TASK GOAL: Render every line of the rows below as a JSON list of strings, with one string per line and blank lines omitted.

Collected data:
§ §
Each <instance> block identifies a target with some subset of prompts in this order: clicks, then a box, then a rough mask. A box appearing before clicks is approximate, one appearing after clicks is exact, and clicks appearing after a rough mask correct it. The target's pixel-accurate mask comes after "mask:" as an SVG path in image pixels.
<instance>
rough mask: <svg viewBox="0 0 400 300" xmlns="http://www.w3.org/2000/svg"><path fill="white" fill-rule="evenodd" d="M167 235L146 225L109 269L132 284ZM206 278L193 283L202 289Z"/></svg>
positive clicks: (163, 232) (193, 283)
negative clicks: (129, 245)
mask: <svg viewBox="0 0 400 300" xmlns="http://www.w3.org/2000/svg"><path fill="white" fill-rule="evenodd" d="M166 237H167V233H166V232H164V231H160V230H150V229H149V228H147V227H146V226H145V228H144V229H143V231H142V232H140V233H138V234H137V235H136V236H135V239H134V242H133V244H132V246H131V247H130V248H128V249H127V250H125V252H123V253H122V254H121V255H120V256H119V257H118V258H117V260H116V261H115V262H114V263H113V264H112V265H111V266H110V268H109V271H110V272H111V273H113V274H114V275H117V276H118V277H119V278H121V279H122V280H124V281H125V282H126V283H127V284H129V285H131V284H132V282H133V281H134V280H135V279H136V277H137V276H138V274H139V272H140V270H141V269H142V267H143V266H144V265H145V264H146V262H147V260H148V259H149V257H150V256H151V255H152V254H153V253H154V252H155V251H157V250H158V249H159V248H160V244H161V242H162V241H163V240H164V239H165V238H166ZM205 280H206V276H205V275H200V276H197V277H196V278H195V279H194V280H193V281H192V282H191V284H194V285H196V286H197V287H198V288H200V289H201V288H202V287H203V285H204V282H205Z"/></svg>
§ §
TASK OUTPUT:
[
  "Each <instance> block identifies a target with some subset of prompts in this order: clicks, then a box, then a rough mask. A box appearing before clicks is approximate, one appearing after clicks is exact, and clicks appearing after a rough mask correct it. The target's pixel-accurate mask comes after \"mask:\" as an SVG path in image pixels.",
  "<instance>",
  "rough mask: <svg viewBox=\"0 0 400 300\" xmlns=\"http://www.w3.org/2000/svg\"><path fill=\"white\" fill-rule=\"evenodd\" d=\"M167 235L146 225L109 269L132 284ZM206 278L193 283L202 289Z\"/></svg>",
  "positive clicks: (163, 232) (193, 283)",
  "negative clicks: (129, 245)",
  "mask: <svg viewBox=\"0 0 400 300\" xmlns=\"http://www.w3.org/2000/svg\"><path fill=\"white\" fill-rule=\"evenodd\" d=\"M166 237H167V233H166V232H164V231H160V230H150V229H149V228H147V227H146V226H145V228H144V229H143V231H142V232H140V233H138V234H137V235H136V236H135V239H134V242H133V244H132V246H131V247H130V248H128V249H127V250H125V252H123V253H122V254H121V255H120V256H119V257H118V258H117V260H116V261H115V262H114V263H113V264H112V265H111V266H110V268H109V271H110V272H111V273H113V274H114V275H117V276H118V277H119V278H121V279H122V280H124V281H125V282H126V283H127V284H129V285H131V284H132V282H133V281H134V280H135V279H136V277H137V276H138V274H139V272H140V270H141V269H142V267H143V266H144V265H145V264H146V262H147V260H148V259H149V257H150V256H151V255H152V254H153V253H154V252H155V251H157V250H158V249H159V248H160V244H161V242H162V241H163V240H164V239H165V238H166ZM205 280H206V276H205V275H200V276H197V277H196V278H195V279H194V280H193V281H192V282H191V284H194V285H196V286H197V287H198V288H200V289H201V288H202V287H203V285H204V282H205Z\"/></svg>"
]